Texte:
..........

Pour moi, le mot clé pour travailler
l’image et le son était qu’on faisait un film « trip », comme une
drogue. Évidemment, j’avais des références de films qui étaient dans ce même
délire. Je pensais évidemment à Apocalypse Now ou aux films de
David Lynch. J’aime bien quand les hautes lumières sont cramées, quand les
images bavent un peu, qu’il n’y a pas de netteté, … L’idée, c’était de créer un
univers et une atmosphère un peu déréalisés et qu’ils puissent mettre le
spectateur dans un type de rêve éveillé, comme l’état de Djibril, comme l’état
de beaucoup de mes personnages dans leur réalité. Certains vont fumer ou boire,
d’autres vont être un peu fous. Il fallait une image en accord avec le monde
intérieur du personnage principal.
Quel a été le travail avec votre
casting non professionnel ?
Ce ne sont que des acteurs issus
des quartiers nord de Marseille. Le casting a duré près de 10 mois. C’était un
gros casting avec beaucoup de gens travaillant dessus. On a quadrillé tout
Marseille pour trouver les rôles. Ensuite, j’ai organisé des ateliers pour leur
apprendre à jouer devant une caméra et avoir accès à leurs émotions, ce qui
n’est pas toujours évident car c’est leur première fois. Petit à petit, le
processus s’est fait. J’ai organisé des ateliers, ce qui nous a permis de
nous rencontrer, de nouer des relations. Quand on travaille sur les émotions,
on travaille sur soi donc chaque comédien a fait un travail sur lui. J’ai
essayé de leur donner aussi beaucoup de liberté, de leur apprendre à se faire
confiance, à suivre leurs impulsions, à être libres de faire des propositions.

..........

Enregistrements:
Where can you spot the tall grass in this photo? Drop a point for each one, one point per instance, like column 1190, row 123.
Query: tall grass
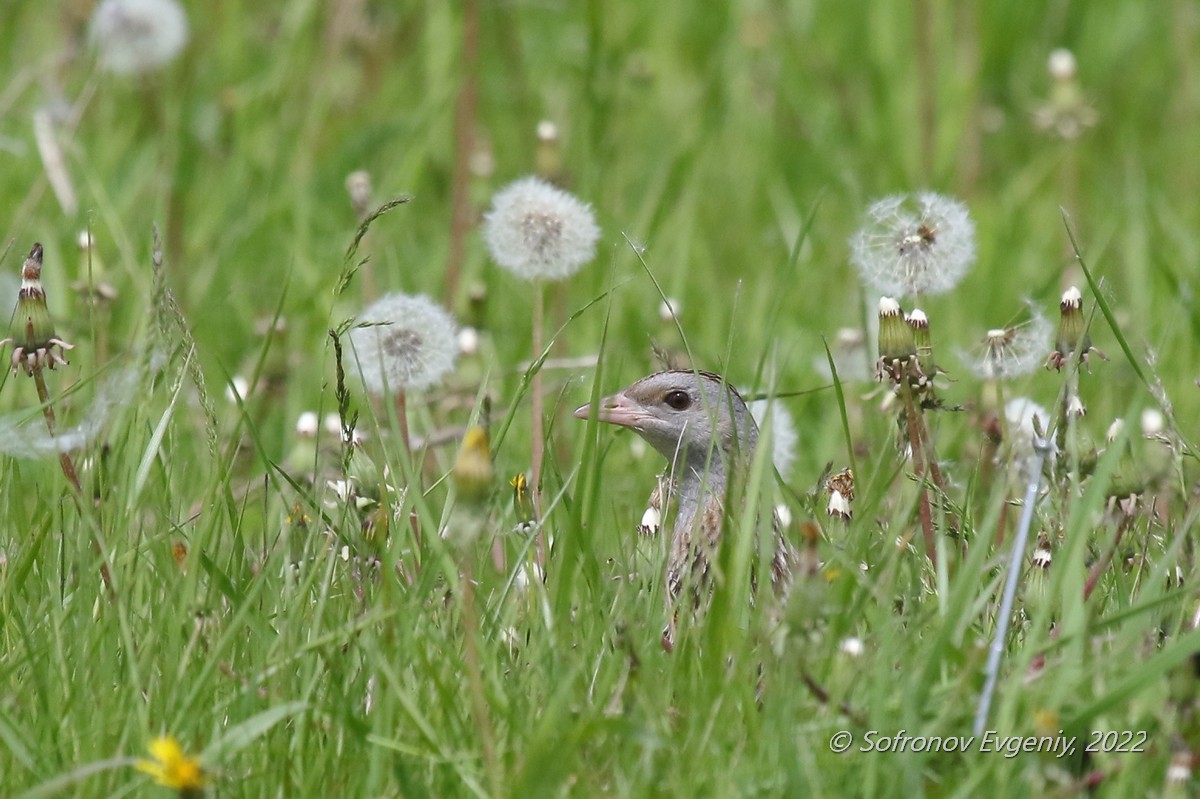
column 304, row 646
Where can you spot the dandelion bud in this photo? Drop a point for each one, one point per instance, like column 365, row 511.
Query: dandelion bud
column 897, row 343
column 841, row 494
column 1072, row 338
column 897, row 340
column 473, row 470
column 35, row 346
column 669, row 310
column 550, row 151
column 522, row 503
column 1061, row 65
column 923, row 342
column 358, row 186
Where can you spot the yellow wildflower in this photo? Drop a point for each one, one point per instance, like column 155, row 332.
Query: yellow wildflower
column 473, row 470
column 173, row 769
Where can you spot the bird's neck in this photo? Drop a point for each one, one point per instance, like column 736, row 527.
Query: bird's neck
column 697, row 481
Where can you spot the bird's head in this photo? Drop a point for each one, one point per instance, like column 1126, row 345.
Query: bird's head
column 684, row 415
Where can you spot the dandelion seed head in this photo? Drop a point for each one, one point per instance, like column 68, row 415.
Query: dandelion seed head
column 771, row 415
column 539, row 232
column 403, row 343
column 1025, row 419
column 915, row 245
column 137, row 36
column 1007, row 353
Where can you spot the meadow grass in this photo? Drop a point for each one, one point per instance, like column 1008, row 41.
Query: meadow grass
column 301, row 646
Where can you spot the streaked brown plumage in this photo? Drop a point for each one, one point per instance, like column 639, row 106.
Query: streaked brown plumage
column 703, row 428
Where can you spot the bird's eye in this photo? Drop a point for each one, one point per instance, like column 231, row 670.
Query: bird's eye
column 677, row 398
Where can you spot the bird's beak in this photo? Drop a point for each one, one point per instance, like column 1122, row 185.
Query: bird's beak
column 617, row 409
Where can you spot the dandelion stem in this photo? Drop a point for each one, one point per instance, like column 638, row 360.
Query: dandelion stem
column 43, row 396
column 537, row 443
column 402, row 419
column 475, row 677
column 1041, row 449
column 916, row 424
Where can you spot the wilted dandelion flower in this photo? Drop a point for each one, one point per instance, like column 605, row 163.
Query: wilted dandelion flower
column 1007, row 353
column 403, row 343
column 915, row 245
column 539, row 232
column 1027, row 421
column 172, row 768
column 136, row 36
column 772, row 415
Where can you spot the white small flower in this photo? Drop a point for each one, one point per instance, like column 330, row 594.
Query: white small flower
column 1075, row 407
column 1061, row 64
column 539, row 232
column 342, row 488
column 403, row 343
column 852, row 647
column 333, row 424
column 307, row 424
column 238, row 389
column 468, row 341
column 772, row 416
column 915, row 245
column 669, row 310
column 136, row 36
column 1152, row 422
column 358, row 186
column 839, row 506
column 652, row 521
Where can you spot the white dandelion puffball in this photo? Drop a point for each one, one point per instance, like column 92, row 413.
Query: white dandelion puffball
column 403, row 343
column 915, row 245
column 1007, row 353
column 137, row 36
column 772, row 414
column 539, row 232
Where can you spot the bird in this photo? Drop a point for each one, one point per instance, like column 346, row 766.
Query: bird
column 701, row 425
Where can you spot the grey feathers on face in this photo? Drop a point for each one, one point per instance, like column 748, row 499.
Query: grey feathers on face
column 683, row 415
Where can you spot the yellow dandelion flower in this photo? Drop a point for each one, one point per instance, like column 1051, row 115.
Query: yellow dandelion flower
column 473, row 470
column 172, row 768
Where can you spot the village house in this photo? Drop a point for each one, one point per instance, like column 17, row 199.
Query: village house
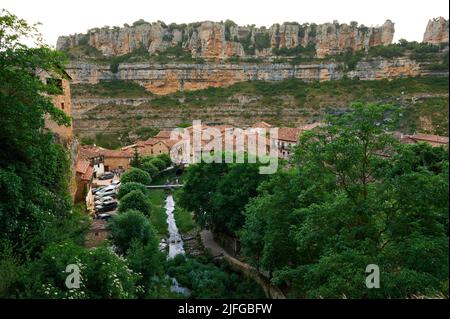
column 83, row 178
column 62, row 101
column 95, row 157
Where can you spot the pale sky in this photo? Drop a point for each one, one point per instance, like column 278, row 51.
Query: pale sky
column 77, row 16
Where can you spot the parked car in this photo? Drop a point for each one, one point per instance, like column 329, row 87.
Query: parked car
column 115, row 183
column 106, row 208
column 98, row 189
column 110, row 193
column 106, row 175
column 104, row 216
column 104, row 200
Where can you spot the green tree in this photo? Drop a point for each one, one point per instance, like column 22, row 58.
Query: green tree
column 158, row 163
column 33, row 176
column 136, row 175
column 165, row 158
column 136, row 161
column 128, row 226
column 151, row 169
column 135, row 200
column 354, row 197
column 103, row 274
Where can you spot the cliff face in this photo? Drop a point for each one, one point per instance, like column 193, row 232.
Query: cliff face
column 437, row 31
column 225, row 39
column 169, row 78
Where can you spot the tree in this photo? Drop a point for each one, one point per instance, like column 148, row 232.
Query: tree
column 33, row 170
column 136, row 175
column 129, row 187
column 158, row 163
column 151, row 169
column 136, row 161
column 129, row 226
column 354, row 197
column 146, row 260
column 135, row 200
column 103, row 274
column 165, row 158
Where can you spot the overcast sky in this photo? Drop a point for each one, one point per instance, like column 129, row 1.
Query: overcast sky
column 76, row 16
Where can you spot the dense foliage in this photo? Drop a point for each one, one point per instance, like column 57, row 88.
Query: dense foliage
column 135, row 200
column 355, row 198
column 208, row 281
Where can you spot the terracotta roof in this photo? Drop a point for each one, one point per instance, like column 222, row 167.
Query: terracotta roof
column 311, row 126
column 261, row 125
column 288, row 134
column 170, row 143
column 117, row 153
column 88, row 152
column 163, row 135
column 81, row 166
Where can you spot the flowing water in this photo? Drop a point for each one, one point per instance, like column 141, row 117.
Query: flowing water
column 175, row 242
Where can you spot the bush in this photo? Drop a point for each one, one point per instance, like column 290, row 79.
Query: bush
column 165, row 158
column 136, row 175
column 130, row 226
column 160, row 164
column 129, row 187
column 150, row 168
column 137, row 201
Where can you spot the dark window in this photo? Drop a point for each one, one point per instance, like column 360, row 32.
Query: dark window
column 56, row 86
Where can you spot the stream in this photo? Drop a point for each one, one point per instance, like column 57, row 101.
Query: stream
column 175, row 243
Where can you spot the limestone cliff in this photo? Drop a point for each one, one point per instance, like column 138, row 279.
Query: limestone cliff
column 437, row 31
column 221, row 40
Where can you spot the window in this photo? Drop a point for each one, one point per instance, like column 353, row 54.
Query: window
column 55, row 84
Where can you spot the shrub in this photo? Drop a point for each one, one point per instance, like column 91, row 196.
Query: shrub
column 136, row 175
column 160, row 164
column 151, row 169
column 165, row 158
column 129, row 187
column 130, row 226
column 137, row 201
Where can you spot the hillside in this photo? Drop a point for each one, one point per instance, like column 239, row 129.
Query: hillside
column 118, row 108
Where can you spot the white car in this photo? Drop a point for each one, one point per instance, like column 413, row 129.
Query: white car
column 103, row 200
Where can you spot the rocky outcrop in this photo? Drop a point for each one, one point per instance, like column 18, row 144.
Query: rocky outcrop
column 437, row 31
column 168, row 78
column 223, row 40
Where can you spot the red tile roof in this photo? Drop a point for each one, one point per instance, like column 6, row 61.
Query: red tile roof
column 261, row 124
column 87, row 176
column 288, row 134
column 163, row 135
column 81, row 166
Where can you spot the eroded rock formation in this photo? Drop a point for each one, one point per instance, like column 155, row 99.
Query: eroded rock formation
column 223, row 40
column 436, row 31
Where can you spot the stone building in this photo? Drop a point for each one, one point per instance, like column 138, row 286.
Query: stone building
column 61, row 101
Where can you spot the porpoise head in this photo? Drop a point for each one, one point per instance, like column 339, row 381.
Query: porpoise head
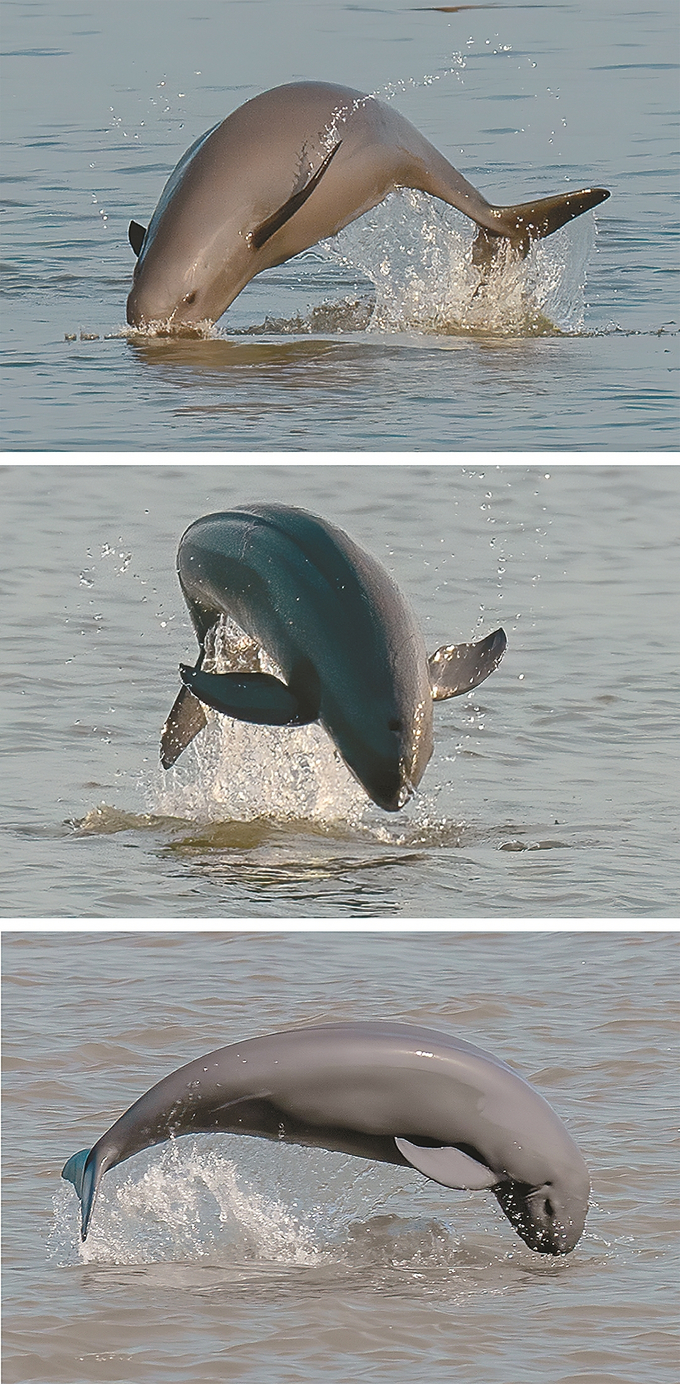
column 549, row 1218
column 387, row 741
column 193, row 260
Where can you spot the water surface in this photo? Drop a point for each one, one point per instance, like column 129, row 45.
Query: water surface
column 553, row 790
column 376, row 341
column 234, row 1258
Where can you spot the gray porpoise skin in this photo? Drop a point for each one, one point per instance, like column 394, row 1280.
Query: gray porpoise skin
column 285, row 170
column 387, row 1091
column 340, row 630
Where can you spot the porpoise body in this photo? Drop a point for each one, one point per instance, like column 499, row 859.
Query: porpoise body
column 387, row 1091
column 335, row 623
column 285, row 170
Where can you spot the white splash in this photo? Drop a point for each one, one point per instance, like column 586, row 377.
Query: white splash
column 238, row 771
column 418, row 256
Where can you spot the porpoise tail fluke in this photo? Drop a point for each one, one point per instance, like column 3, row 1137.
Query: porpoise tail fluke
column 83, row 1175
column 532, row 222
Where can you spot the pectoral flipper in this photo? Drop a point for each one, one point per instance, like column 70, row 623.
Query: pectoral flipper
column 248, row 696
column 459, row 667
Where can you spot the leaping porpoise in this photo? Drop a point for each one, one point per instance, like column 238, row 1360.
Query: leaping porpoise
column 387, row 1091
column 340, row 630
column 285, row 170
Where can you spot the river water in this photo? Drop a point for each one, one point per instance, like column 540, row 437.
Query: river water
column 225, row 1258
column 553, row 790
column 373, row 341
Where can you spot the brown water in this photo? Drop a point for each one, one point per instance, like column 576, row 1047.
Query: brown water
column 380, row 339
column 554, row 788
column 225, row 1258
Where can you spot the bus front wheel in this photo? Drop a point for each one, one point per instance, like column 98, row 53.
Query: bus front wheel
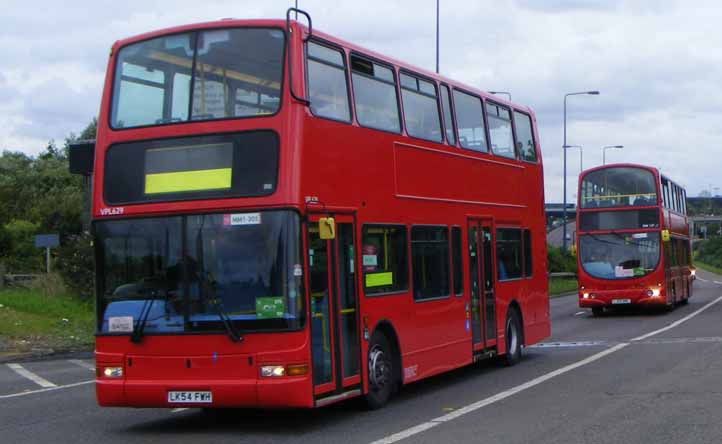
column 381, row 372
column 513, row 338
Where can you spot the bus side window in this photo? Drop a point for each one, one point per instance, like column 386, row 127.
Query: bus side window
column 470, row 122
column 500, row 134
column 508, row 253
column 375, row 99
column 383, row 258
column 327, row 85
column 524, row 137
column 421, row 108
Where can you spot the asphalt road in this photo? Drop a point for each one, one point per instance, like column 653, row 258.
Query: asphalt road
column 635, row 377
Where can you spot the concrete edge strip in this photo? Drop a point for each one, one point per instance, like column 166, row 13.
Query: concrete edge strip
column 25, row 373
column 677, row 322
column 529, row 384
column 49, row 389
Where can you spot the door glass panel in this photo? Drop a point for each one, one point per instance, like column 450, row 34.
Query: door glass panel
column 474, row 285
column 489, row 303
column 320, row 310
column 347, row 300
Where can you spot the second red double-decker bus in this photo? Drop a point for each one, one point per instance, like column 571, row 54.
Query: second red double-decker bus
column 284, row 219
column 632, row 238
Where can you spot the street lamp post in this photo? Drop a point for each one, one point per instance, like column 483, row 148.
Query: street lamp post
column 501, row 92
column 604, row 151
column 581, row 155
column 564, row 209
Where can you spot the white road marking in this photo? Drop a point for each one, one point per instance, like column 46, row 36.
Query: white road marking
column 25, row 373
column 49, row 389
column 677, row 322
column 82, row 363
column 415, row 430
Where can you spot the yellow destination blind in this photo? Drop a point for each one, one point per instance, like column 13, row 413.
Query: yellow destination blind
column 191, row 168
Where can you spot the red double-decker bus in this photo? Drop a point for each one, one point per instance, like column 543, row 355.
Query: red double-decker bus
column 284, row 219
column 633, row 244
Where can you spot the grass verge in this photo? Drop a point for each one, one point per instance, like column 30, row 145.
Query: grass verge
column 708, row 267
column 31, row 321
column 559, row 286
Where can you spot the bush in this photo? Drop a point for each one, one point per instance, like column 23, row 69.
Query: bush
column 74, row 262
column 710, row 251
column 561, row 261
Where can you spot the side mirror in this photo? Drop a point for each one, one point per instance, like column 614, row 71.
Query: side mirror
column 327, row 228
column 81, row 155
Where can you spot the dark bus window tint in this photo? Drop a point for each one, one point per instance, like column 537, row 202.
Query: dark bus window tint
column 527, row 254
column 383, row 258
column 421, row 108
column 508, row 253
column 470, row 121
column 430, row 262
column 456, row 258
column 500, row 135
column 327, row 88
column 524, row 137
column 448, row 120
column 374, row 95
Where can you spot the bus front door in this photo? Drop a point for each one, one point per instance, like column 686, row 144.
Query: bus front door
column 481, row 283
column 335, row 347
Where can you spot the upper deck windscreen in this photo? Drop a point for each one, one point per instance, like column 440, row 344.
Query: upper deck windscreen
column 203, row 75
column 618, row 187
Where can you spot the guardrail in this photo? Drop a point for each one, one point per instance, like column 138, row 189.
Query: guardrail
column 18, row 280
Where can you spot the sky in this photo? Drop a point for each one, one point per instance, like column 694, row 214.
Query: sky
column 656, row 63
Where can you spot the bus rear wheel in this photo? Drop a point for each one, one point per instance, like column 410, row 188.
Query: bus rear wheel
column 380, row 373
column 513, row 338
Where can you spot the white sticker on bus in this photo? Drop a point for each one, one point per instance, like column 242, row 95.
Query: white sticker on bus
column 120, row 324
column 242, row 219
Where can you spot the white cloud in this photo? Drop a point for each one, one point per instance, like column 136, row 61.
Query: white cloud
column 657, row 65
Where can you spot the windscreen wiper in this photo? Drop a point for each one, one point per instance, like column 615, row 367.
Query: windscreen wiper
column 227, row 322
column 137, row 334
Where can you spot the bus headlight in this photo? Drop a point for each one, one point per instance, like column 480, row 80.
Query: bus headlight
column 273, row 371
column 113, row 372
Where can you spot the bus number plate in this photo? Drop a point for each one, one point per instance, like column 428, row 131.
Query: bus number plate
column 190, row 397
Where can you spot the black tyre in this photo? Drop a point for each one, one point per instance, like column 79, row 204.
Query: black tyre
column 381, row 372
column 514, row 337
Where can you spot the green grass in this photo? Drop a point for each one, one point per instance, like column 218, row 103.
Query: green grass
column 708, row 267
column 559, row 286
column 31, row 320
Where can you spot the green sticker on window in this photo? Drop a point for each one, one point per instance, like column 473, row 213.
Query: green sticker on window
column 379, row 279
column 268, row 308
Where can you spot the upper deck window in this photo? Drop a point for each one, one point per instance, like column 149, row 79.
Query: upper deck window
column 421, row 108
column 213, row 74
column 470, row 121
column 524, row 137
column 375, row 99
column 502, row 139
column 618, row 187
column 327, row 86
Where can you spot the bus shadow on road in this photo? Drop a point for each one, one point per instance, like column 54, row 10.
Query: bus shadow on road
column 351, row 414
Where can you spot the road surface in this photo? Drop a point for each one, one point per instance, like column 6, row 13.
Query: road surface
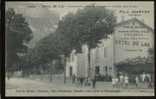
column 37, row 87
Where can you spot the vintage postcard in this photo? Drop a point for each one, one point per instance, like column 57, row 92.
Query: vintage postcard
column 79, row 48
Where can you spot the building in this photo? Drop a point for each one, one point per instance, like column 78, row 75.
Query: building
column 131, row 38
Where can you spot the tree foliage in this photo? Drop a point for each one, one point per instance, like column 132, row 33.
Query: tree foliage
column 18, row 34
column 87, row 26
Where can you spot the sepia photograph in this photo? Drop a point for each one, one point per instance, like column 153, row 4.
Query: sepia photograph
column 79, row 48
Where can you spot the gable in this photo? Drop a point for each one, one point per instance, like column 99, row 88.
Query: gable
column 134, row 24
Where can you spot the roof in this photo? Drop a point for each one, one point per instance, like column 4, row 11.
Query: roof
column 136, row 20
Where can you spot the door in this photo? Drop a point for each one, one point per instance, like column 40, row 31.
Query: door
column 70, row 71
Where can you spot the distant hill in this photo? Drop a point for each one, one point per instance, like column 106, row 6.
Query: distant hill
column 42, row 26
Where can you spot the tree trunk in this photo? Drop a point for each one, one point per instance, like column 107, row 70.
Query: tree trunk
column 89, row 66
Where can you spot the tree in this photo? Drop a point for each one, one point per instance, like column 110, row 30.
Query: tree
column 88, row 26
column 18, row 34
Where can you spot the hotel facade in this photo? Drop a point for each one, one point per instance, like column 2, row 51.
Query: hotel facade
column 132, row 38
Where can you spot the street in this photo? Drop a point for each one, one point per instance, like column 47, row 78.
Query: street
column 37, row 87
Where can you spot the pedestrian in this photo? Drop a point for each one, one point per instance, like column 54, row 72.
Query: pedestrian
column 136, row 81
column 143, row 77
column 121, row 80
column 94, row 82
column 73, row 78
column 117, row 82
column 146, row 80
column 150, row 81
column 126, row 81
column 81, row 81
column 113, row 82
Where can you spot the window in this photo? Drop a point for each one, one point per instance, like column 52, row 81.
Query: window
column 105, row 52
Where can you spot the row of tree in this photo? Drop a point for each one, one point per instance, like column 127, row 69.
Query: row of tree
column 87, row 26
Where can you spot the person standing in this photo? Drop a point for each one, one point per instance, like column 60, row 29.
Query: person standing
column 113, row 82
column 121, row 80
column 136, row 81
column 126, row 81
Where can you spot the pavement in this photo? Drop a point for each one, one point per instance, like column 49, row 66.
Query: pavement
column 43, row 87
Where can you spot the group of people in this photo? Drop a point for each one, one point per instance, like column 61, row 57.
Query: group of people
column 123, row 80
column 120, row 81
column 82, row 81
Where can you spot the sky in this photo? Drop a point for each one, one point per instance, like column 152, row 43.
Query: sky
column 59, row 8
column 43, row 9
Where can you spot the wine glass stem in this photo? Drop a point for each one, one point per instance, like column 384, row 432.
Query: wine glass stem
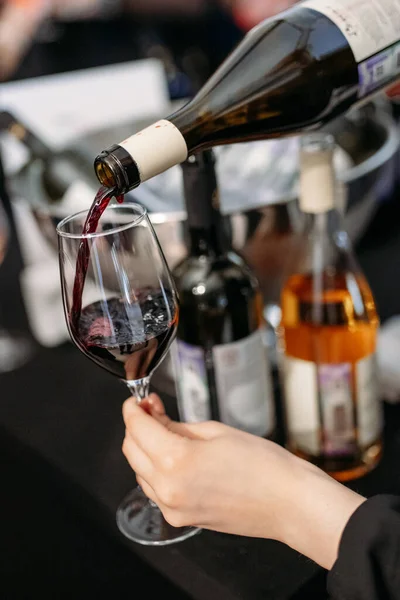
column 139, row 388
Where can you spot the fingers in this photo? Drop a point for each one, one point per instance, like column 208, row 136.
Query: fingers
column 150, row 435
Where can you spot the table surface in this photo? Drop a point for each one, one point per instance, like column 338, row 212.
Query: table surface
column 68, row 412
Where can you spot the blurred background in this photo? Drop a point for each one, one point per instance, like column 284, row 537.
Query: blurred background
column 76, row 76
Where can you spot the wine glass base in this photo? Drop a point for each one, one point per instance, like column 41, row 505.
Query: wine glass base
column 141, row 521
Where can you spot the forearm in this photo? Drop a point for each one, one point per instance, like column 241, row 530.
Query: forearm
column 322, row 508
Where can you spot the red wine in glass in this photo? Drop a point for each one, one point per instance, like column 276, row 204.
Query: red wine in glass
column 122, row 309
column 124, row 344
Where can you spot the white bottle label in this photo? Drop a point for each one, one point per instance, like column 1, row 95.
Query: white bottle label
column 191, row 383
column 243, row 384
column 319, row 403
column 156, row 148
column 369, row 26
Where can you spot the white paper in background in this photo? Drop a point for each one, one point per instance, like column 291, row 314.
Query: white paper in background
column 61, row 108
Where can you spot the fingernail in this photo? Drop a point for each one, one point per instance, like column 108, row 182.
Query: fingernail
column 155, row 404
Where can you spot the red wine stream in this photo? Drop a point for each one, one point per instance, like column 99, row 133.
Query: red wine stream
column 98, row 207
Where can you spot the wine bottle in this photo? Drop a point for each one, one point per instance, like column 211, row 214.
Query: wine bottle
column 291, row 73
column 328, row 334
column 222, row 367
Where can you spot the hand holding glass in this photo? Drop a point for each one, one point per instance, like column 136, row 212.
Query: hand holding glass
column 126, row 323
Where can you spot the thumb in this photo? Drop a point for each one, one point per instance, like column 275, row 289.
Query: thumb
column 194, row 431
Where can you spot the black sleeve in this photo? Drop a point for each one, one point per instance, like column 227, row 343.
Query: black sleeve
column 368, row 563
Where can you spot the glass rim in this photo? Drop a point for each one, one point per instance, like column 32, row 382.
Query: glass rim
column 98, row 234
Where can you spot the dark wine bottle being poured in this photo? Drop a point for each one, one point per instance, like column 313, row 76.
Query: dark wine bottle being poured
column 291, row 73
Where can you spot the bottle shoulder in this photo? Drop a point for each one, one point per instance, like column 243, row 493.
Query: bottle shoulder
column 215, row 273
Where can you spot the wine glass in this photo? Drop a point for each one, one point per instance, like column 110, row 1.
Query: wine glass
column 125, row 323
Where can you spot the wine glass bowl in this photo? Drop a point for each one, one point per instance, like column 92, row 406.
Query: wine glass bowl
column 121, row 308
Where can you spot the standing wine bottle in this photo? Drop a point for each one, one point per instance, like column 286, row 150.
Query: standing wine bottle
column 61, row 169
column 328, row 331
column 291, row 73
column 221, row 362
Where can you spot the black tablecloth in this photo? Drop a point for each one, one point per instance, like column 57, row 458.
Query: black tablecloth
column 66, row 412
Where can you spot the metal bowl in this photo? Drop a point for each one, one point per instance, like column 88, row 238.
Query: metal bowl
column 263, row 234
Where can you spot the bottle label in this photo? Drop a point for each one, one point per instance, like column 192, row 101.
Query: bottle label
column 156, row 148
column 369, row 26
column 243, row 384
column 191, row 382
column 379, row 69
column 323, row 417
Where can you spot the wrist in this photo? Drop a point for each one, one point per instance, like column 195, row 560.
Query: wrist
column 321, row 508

..........

Consigne: Selon le texte, pourquoi fallait-il au film une image floue, qui bave un peu, aux hautes lumières cramées ? Répondez en une à trois phrases.

Réponse finale: Il s'agissait de créer un univers et une atmosphère un peu déréalisés, capables de plonger le spectateur dans une sorte de rêve éveillé, comme l'état de Djibril et de beaucoup d'autres personnages. L'image devait ainsi être en accord avec le monde intérieur du personnage principal.